▶ DOCUMENT PASSAGE
▼

Participants were asked to refrain from brushing their teeth or using a mouthwash, chewing gum or sweets that could contain a bactericidal substance such as chlorhexidine or xylitol in the 24 h prior to the test sessions. The reason for this is that the use of oral antiseptics can prevent increased blood NO₂⁻ levels after the intake of NO₃⁻ due to their effects on mouth bacteria [41].

All participants were warned of the possible side-effects of BJ, ie, gastrointestinal symptoms and the red appearance of urine and feces.

Cycle ergometer tests

We used an Ergoselect 200 cycle ergometer (Ergoline GmbH, Bitz, Germany) for the incremental and submaximal tests, that was calibrated and adjusted for use with the corresponding pedals and participants’ footwear.

To measure the ventilatory variables, we used a gas analysis system (Ergostik, Geratherm Respiratory, Badd Kissingen, Germany) which was calibrated before each test using known O₂ and CO₂ concentrations and low, medium and high flow to calibrate ventilation. Gas exchange data were taken breath-by-breath to obtain the variables VO_2max, minute ventilation (VE), ventilatory equivalent for oxygen (VE·VO₂^− 1), ventilatory equivalent for carbon dioxide (VE·VCO₂^− 1), respiratory exchange ratio (RER), end-tidal partial pressure of oxygen and carbon dioxide (PetO₂ and PetCO₂ respectively). Heart rate was measured by telemetric recording using a transmitter fixed to the chest that sent data to a portable receiver (RS-800CX, Polar Electro OY; Kempele, Finland). Ventilatory and heart rate data were transferred to a PC for subsequent analysis.

Warm-up consisted of 5 min cycling at a light rhythm for the incremental test (Session 1), with subjects selecting the workload and cadence. Next, the triathletes started a ramp test until exhaustion with an initial 50 W load that was gradually increased in 25 W per minute (5 W every 12 s). The participants cycled at a self-selected pedal rate of between 70 to 90 rpm. The test was voluntarily terminated by the athletes when cadence dropped to below 70 rpm, or at the point of extenuation.

The VO_2max was taken as the highest 30-s mean value attained prior to exhaustion in the test [16]. After the test, the criteria used to determine VO_2max were [42]: (1) a plateau produced in the VO₂ curve with increases lower than 1.5 mL · kg^− 1 · min^− 1 between 30 s intervals; (2) RER above 1.10; and (3) a heart rate equal to or greater than the theoretical maximum. Maximum heart rate was recorded as the highest value obtained in the incremental test.

In addition to VO_2max, two investigators separately identified VT1 and VT2. If there was lack of agreement, the opinion of a third observer was sought. We defined VT1 as the workload at which increases were produced in both VE∙VO₂^− 1 and PetO₂, without a concomitant increase in VE∙VCO₂^− 1. Similarly, VT2 was determined when increases were produced in VE∙VO₂^− 1 and VE∙VCO₂^− 1, but this time accompanied by a drop in PetCO₂ [43, 44].

▲

▶ SOURCE MATERIAL

▼

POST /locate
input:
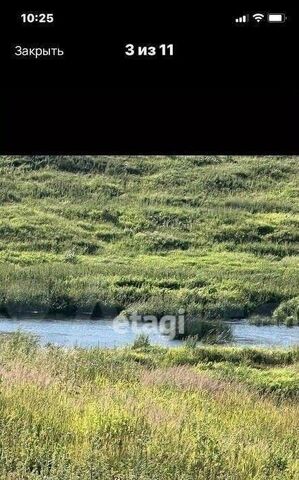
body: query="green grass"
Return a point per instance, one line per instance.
(147, 413)
(217, 236)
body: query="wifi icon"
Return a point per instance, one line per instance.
(258, 17)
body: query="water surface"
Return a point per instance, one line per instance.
(90, 333)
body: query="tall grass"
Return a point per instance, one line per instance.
(217, 236)
(147, 412)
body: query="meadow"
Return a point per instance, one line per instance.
(147, 413)
(217, 236)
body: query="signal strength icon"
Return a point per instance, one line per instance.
(243, 19)
(258, 17)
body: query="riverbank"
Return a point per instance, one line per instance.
(148, 412)
(216, 236)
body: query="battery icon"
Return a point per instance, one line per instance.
(276, 17)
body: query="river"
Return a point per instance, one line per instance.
(91, 333)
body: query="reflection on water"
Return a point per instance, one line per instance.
(91, 333)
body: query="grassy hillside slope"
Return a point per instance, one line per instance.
(218, 236)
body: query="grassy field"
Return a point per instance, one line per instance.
(217, 236)
(147, 413)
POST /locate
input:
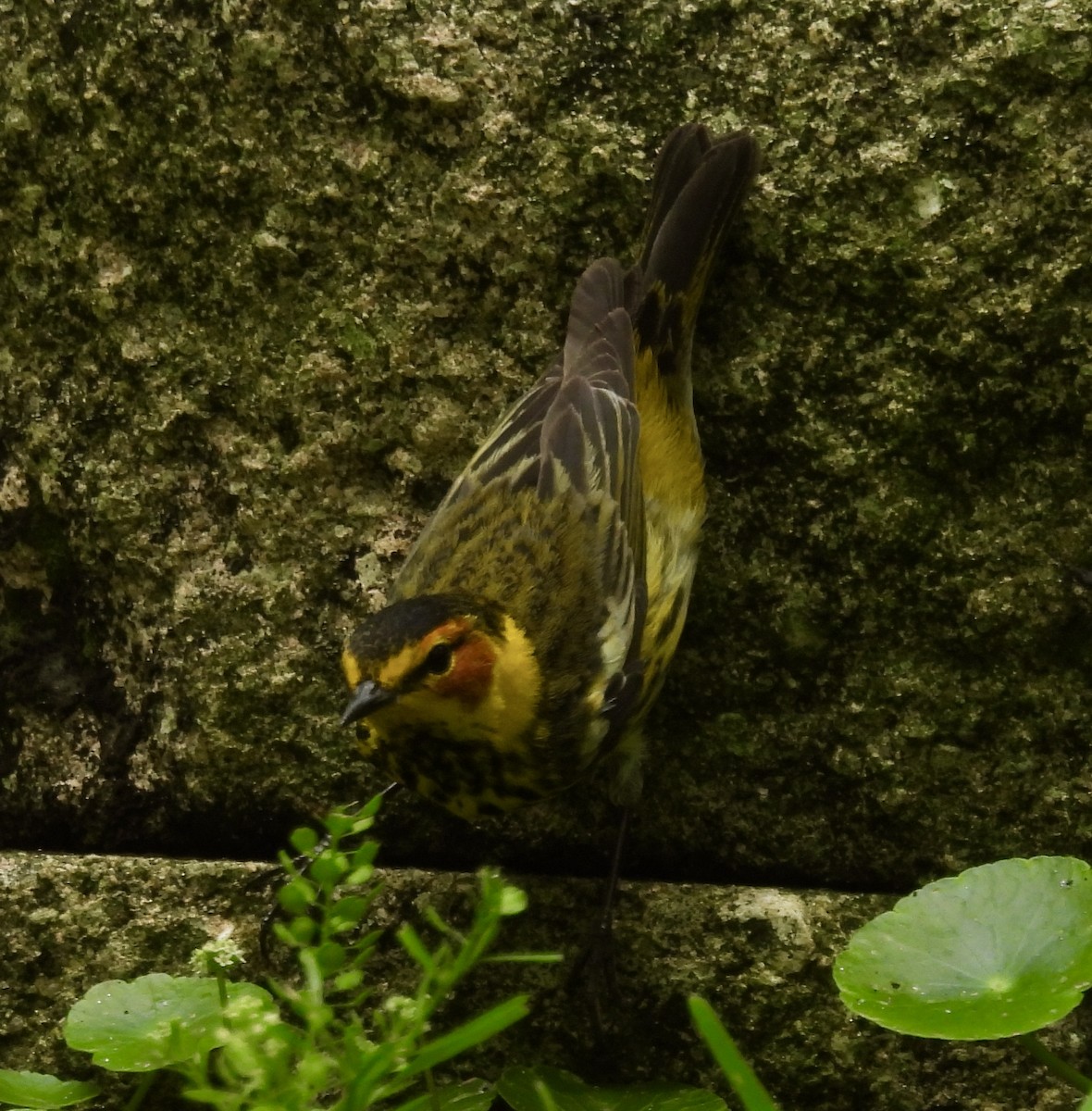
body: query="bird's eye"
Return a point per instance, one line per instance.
(439, 659)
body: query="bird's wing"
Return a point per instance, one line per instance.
(576, 433)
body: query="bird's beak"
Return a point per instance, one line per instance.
(367, 695)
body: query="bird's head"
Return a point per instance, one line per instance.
(444, 692)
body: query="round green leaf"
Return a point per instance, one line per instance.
(40, 1092)
(999, 950)
(151, 1022)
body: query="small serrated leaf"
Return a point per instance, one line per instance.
(39, 1092)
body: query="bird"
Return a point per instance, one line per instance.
(530, 628)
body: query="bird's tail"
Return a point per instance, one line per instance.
(698, 188)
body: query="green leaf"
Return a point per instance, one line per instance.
(737, 1071)
(151, 1022)
(514, 901)
(469, 1095)
(328, 868)
(1002, 949)
(467, 1036)
(39, 1090)
(520, 1089)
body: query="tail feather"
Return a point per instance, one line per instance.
(698, 188)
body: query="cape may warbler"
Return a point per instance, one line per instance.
(532, 622)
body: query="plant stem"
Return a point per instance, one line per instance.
(1060, 1067)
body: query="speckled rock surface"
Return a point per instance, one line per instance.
(267, 275)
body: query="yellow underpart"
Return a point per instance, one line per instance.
(508, 709)
(351, 668)
(671, 466)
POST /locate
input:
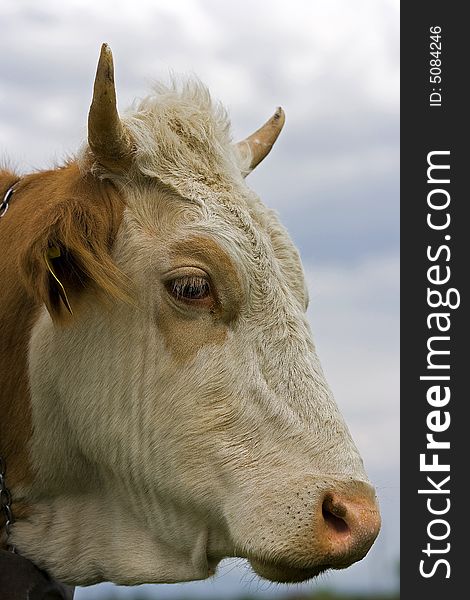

▲

▶ WORK INSTRUCTIONS
Continue the methods passage on beetroot juice and cycle ergometer testing, starting after its final sentence.

▶ REPLY TO THE TASK
Sessions 2 and 3 were preceded by the same warm-up as for the incremental load test. The ensuing test protocol consisted of 30 min of pedaling at a freely selected rate between 70 and 90 rpm at a constant workload equivalent to VT1, plus a VT2 time trial (~ 15 min), to try to complete the whole test time of ~ 45 min. Ventilatory data were recorded as means at 30 s time intervals. The workload (in W) was selected for each individual from the VT1 and VT2 values determined in the incremental test.

The slow component of the exercise test was defined as the difference (Δ VO2, in mL ^. min^− 1) between VO₂ at the end of exercise and VO₂ at the end of the third minute of exercise at a constant load, both at VT1 and VT2. The values for the end of minute 3 were taken as the mean of VO₂ from 2 min 40 s to 3 min 20 s, while those recorded at the end of exercise were the mean of the VO₂ values obtained for the last 2 min [45].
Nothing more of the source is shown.